• **Tarefa**
Enumere, pela ordem em que surgem, todos os meses do ano mencionados na notícia sobre o projecto Mbanza Congo.

Projecto Mbanza Congo está em fase final


8 de Julho, 2014

Fotografia: Paulino Damião

A terceira fase do projecto de escavações arqueológicas do programa “Mbanza Congo - Cidade a Desenterrar para Preservar" encerrou com resultados satisfatórios, afirmou Sónia Domingos.

A coordenadora do projecto, que chefia uma equipa de 11 especialistas que recolheram em Abril, Maio e Junho dados e objectos, disse estar satisfeita por ter sido dado mais um passo para Mbanza Congo ser considerada Património Mundial da UNESCO.
“Foram três meses de um árduo trabalho e temos de agradecer o apoio do Ministério da Cultura e do Governo Provincial", afirmou à Angop.
A arqueóloga referiu terem sido recolhidas quatro mil peças que depois de catalogadas são enviadas para laboratórios norte-americanos para serem avaliados e se determinar datas e origens.
Os dados recolhidos e as informações obtidas em vários pontos do mundo sobre o antigo Reino do Congo, salientou, satisfazem as pretensões dos angolanos.
A investigadora disse que quando se iniciou o trabalho estava certa que Mbanza Congo tinha “valor cultural e histórico imensurável".
Os especialistas, que têm a partir de Agosto a colaboração de um antropólogo, vão trabalhar agora em duas etapas, que incluem fotografia aérea de vários ângulos da cidade e das áreas de escavações e o plano de gestão. As próximas etapas, disse, desenvolvem-se até Janeiro, altura em que é feita a fase final do dossier da Comissão do Património Mundial da Humaniodade UNESCO.

• **Dados de entrada**
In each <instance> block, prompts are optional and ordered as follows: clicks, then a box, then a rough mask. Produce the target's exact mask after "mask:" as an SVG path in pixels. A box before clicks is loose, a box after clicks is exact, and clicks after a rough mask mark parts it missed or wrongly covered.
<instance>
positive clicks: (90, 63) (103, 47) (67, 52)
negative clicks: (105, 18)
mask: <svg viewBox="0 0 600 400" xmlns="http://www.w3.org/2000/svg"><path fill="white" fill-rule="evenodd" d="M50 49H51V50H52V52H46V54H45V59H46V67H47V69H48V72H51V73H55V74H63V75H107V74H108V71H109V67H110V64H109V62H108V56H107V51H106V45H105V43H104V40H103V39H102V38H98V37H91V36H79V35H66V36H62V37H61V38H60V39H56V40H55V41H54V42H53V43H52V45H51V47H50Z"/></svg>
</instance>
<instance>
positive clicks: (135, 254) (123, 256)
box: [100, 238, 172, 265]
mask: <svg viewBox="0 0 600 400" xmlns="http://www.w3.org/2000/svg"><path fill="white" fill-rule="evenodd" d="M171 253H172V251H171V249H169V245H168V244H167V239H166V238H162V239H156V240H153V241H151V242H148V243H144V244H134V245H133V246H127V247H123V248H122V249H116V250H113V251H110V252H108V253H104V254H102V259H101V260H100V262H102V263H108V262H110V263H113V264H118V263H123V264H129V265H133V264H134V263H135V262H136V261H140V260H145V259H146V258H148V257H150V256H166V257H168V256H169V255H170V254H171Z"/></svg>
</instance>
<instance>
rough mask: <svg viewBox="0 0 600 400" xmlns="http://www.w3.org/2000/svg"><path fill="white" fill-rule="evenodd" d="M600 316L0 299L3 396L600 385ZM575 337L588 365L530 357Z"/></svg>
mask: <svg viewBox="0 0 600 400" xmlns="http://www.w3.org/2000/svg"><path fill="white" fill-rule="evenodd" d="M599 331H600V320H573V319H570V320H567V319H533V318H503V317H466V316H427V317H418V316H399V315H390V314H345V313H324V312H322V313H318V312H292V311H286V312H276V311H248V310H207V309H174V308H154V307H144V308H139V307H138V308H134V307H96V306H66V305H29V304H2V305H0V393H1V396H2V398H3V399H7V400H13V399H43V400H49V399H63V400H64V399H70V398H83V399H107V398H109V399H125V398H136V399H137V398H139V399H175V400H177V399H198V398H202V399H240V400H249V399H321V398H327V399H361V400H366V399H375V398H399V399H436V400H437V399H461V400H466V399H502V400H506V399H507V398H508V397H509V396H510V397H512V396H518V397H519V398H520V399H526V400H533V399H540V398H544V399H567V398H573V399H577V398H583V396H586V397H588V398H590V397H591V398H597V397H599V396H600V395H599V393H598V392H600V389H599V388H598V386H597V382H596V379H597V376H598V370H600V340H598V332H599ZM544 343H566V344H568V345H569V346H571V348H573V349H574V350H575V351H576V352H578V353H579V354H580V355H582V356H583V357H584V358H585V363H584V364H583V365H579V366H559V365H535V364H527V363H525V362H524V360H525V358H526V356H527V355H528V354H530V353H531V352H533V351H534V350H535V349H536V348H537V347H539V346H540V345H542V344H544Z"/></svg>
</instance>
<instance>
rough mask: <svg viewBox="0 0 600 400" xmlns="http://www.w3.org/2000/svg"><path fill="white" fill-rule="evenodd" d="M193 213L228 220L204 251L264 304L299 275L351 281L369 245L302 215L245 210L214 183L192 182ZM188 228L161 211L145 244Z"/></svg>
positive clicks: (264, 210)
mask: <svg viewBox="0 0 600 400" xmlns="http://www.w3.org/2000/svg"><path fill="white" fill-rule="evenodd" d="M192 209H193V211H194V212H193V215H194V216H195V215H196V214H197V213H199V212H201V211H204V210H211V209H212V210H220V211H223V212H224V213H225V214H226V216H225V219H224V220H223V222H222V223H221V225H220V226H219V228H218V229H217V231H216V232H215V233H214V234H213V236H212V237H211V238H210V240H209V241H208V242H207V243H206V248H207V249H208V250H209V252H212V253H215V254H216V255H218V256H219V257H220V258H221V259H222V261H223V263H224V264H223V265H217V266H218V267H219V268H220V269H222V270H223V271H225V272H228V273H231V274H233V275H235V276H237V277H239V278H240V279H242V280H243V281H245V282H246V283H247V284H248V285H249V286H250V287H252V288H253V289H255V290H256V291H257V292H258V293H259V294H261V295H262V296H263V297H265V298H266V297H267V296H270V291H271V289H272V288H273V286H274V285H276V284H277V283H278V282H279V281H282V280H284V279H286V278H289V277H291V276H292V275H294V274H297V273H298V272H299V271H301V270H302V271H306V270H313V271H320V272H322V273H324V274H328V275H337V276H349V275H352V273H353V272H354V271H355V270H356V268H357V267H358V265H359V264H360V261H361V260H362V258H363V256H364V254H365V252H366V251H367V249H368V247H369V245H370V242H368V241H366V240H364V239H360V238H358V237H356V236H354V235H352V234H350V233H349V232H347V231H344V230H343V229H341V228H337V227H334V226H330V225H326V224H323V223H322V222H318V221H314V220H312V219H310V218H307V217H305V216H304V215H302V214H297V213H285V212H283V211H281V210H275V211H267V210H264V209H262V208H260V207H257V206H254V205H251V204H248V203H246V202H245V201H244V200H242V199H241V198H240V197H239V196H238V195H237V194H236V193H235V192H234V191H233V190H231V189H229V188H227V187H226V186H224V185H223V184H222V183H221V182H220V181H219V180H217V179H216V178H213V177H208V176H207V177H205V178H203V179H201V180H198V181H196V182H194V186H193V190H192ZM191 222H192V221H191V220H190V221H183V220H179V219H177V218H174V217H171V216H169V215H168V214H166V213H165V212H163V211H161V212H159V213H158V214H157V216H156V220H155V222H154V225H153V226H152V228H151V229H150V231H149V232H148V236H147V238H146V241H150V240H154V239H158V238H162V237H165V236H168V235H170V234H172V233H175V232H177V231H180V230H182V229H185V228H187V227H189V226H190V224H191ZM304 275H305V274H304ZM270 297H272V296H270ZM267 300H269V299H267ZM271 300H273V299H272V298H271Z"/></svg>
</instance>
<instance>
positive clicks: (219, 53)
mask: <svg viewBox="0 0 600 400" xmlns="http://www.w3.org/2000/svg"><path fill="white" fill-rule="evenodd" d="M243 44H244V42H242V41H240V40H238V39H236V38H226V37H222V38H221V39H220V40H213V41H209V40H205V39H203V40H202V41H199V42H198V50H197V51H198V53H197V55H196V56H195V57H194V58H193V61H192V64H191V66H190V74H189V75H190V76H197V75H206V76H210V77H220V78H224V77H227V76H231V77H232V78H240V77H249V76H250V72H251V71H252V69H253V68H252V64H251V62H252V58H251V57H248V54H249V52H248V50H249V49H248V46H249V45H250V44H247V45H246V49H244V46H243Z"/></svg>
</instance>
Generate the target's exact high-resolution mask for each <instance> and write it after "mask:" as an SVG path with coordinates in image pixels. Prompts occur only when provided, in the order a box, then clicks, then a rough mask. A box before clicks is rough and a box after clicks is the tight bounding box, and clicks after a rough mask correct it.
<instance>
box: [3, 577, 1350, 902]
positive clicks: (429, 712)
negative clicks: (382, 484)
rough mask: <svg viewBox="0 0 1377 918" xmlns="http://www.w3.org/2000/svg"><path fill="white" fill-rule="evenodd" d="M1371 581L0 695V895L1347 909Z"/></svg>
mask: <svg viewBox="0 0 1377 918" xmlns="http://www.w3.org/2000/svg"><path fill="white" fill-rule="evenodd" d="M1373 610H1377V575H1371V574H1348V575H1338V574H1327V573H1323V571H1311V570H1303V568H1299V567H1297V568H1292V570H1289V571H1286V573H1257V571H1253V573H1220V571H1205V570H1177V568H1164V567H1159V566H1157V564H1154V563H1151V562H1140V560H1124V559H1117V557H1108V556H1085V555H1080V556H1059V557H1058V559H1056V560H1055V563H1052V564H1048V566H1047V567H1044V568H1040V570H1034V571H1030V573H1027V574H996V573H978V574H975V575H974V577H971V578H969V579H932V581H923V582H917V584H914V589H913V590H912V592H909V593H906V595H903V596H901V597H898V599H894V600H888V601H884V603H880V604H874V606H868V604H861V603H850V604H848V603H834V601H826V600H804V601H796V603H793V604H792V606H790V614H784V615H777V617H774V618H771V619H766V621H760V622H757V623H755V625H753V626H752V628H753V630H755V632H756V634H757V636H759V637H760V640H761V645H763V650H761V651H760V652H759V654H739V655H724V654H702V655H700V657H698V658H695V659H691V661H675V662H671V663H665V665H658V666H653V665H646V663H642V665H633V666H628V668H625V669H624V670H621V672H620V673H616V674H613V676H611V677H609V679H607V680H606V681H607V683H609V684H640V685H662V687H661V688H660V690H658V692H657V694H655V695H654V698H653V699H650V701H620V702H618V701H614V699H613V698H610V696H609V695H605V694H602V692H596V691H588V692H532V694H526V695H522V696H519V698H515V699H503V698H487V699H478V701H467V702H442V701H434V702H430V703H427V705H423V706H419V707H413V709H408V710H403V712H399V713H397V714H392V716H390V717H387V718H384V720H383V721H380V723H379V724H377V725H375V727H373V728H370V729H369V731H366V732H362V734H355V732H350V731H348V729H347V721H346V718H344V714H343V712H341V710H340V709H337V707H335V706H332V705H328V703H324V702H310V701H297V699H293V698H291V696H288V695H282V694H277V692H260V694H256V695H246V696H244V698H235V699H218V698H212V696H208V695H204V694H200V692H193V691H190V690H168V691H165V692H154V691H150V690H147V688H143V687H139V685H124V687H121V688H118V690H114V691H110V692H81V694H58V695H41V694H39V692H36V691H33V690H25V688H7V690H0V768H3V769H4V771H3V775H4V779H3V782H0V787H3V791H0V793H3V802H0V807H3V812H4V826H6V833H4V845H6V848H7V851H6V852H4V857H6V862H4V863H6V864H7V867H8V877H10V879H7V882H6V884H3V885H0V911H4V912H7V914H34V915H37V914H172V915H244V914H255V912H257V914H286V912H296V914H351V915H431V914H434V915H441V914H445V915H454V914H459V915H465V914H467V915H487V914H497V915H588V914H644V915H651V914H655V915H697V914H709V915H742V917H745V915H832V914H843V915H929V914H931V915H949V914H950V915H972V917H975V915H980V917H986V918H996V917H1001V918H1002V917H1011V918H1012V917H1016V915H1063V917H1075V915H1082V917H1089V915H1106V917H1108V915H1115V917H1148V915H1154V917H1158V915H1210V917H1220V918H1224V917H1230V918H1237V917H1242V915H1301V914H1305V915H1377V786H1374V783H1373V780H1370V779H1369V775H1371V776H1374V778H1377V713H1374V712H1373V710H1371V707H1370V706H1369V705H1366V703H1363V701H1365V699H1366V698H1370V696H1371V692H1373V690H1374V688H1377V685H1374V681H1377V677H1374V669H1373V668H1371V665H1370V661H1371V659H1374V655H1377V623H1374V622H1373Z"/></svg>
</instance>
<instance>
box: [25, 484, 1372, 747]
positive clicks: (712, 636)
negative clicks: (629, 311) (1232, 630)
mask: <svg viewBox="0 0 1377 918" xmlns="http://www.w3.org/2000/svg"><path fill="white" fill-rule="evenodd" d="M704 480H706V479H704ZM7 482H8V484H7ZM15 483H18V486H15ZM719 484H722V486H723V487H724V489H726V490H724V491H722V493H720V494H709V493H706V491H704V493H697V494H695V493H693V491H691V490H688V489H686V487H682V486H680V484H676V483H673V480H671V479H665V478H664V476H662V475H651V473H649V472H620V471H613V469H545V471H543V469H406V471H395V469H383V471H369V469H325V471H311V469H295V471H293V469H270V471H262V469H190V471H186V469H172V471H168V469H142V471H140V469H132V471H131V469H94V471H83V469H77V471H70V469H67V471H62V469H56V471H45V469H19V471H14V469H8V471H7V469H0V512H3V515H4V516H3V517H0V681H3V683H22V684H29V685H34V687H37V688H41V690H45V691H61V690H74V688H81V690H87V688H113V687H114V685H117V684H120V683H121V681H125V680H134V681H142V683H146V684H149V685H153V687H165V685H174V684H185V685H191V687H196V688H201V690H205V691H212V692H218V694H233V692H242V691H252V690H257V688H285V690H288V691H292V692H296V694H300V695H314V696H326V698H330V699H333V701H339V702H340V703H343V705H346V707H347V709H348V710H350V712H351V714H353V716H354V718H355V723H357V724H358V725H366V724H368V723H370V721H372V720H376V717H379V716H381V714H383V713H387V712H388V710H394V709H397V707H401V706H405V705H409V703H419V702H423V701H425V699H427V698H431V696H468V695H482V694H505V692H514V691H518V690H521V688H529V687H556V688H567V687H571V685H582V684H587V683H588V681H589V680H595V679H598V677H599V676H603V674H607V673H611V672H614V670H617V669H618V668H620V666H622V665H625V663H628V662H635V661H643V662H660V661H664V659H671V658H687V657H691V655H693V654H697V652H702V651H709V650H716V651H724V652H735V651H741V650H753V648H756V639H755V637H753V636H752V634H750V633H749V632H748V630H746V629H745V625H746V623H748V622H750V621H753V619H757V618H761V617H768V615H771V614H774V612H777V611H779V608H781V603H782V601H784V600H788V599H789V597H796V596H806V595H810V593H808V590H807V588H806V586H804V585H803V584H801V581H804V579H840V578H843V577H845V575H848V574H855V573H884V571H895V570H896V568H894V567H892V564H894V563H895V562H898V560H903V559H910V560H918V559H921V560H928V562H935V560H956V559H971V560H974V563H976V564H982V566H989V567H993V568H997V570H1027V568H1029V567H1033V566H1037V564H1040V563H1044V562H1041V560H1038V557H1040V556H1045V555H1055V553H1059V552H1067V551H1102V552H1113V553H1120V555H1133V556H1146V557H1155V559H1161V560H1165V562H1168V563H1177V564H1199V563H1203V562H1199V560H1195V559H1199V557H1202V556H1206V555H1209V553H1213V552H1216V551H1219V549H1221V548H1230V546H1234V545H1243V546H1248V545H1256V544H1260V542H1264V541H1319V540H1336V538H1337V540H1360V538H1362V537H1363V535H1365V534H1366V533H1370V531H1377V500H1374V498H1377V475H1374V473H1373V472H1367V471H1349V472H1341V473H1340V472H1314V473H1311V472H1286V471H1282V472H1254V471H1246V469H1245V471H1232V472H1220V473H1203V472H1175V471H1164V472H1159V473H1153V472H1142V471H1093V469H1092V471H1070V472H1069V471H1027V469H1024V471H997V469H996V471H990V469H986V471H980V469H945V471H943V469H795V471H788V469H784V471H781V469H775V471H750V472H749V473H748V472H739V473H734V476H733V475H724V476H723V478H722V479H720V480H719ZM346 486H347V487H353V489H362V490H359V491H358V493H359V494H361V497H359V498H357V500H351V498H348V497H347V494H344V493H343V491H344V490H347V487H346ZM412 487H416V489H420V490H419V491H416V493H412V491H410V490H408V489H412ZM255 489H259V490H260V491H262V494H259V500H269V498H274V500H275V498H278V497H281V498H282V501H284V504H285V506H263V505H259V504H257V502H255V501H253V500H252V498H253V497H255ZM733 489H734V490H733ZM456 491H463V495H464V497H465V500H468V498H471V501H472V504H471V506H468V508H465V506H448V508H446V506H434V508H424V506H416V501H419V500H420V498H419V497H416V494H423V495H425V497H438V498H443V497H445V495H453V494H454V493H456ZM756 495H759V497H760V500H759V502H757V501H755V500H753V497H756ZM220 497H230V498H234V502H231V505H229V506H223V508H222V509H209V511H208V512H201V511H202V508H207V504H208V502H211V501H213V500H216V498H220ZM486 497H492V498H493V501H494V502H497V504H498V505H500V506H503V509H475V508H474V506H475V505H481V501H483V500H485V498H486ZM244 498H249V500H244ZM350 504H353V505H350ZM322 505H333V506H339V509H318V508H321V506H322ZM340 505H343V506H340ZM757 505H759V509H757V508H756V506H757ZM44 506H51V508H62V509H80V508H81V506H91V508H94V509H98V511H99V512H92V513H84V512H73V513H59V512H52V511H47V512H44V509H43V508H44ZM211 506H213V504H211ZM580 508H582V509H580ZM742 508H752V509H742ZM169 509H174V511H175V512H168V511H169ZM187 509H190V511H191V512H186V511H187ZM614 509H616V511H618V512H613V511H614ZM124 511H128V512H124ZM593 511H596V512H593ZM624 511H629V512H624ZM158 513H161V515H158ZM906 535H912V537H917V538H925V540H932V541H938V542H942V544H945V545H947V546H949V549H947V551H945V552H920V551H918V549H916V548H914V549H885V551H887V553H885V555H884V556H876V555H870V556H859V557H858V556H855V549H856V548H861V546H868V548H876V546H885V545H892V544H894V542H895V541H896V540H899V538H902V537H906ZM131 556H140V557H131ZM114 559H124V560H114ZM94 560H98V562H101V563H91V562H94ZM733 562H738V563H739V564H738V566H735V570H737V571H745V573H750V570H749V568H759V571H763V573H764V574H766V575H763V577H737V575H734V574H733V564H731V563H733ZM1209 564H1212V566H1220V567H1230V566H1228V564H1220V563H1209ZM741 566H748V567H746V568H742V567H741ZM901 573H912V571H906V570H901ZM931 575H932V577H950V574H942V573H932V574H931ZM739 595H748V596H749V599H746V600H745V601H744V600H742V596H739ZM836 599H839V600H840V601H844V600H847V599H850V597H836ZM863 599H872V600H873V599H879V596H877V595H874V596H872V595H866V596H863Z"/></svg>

• **Resposta**
Julho, Abril, Maio, Junho, Agosto, Janeiro